** ASSIGNED TASK **
Omit all pictures, then retype the data exactly as given.

** Stored data entries **
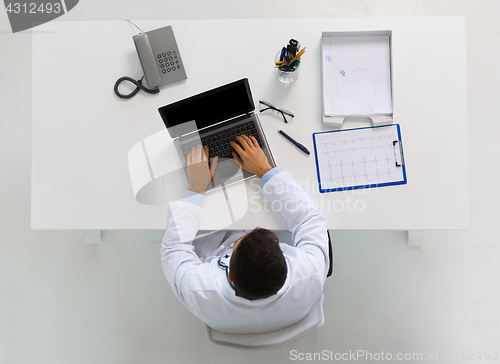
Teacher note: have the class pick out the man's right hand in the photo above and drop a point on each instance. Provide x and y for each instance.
(251, 158)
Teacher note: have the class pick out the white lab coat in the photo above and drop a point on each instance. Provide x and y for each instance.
(203, 287)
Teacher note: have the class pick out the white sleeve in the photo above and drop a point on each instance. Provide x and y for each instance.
(178, 258)
(305, 221)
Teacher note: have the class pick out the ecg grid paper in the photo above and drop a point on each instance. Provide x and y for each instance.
(358, 158)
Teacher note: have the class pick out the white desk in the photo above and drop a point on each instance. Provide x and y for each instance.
(82, 133)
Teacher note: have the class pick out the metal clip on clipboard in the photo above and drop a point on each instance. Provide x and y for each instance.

** ANSWER SPACE **
Teacher note: have the class pick out the man's right hand in the photo above and drop a point on each instance. Provide x and y for each instance.
(251, 158)
Teacher note: have the class pick out the white lab coat in the photo above and drop a point on each instance. Provide x and y for each instance.
(203, 287)
Teacher note: have the class pick out the white sleeve in the photo above and drop a point on each instance. Provide x and y for each instance.
(178, 258)
(305, 221)
Teacher note: have the class pick out the ecg grid paper in the photo above and drop a point on each instance. Provide x and y for each instance.
(358, 158)
Teacher note: have the class pick out the white desk in the photo above and drop a point on each instance. Provide x and y for each instance.
(82, 133)
Teacher note: have the class pick out the metal clip on clipboard in the photo above and drop a point on each instance. Provide x and y for each instance.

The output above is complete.